• Objective: Rewrite all of the data below with every instance of "straight edges" changed to "line segments" and everything else left unchanged. Omit the pictures from your answer.

—————

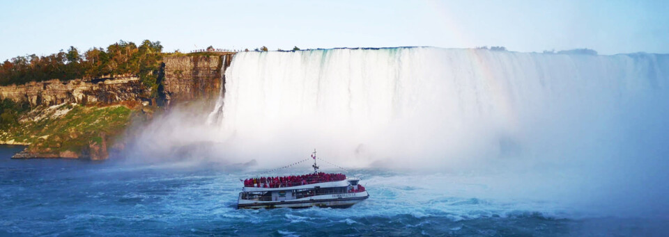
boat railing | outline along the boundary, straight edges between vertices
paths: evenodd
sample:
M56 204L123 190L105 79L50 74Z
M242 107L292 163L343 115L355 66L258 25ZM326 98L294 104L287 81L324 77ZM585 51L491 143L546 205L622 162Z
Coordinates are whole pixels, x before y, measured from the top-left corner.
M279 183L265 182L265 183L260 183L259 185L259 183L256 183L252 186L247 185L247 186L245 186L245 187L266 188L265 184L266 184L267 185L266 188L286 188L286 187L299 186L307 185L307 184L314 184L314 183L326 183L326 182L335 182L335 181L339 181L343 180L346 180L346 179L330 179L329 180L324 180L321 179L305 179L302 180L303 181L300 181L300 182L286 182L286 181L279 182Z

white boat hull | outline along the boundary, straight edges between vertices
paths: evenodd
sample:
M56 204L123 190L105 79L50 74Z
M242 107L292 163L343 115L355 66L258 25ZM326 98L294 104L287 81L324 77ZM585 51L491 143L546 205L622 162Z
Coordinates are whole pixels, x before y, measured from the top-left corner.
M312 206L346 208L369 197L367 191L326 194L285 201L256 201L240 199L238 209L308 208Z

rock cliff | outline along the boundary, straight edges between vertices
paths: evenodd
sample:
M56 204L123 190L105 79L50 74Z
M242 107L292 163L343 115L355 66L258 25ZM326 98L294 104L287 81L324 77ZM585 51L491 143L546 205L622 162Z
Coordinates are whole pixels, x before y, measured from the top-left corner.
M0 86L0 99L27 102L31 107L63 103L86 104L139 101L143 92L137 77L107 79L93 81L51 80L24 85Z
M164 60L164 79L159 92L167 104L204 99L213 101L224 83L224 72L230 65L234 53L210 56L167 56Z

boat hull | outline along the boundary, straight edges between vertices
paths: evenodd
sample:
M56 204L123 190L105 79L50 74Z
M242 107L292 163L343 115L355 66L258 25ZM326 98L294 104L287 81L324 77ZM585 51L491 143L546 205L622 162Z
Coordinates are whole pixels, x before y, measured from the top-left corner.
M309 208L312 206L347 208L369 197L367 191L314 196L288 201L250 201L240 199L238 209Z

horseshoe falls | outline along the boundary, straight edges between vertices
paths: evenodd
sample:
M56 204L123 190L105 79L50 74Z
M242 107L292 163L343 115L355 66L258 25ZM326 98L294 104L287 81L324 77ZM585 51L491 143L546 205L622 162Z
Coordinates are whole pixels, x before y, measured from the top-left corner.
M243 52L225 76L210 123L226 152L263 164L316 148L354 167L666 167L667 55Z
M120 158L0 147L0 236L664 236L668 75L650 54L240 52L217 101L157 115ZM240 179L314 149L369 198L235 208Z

—————

• Problem solution:
boat railing | outline along the boundary, line segments between vertices
paths: evenodd
sample:
M56 204L123 190L105 79L50 74Z
M242 107L292 163L343 115L355 66L258 25ZM326 98L294 104L287 81L324 77ZM585 51L491 143L546 205L622 162Z
Coordinates are whole pixels, x before y, measured from the top-left corner.
M279 183L265 182L265 183L260 183L259 185L259 183L256 183L252 186L247 185L247 186L245 186L245 187L266 188L265 184L266 184L267 185L266 188L286 188L286 187L299 186L307 185L307 184L314 184L314 183L326 183L326 182L335 182L335 181L339 181L343 180L346 180L346 179L330 179L329 180L324 180L321 179L305 179L302 180L303 181L300 181L300 182L286 182L286 181L279 182Z

white boat hull | outline along the boundary, line segments between vertices
paths: evenodd
sample:
M56 204L123 190L105 79L50 74Z
M242 107L292 163L343 115L355 66L258 25ZM326 98L294 104L287 81L324 77ZM585 51L491 143L546 205L622 162Z
Coordinates are whole pixels, x before y, measured from the top-left corner.
M312 206L346 208L369 197L367 191L326 194L285 201L256 201L240 199L238 209L308 208Z

rock cliff | outline along the boundary, line segments between vertices
paths: evenodd
sample:
M56 204L123 190L105 79L50 74Z
M242 107L292 163L343 115L355 66L258 25ZM326 98L294 104L287 81L324 77ZM585 51L491 143L546 205L622 162Z
Coordinates are whole pixels, x before y, measured from the top-left corner.
M0 86L0 99L27 102L31 107L63 103L86 104L139 101L143 92L137 77L107 79L93 81L51 80L24 85Z
M164 60L164 79L159 92L167 104L204 99L213 101L224 83L224 72L230 65L234 53L210 56L167 56Z

boat hull | outline along the boundary, line segments between vertices
paths: evenodd
sample:
M56 204L123 190L105 79L50 74Z
M242 107L292 163L343 115L355 66L258 25ZM326 98L294 104L287 81L324 77ZM585 51L491 143L546 205L622 162Z
Coordinates are whole pixels, x before y, measured from the top-left corner.
M309 208L312 206L347 208L369 197L367 191L314 196L288 201L250 201L240 199L238 209Z

horseshoe falls | outline along the boundary, line segments between vertices
paths: evenodd
sample:
M56 204L123 190L105 79L50 74Z
M242 107L292 163L343 115L355 66L258 25ZM326 98L294 104L287 81L324 77ZM585 51L491 143L546 205L622 162Z
Coordinates are whole pixels, x before y, measured from the top-left corner.
M243 52L225 76L210 123L226 152L263 164L316 148L354 167L666 167L667 55Z
M120 158L0 147L0 236L664 236L668 75L650 54L240 52L217 101L157 115ZM240 179L314 149L369 198L235 208Z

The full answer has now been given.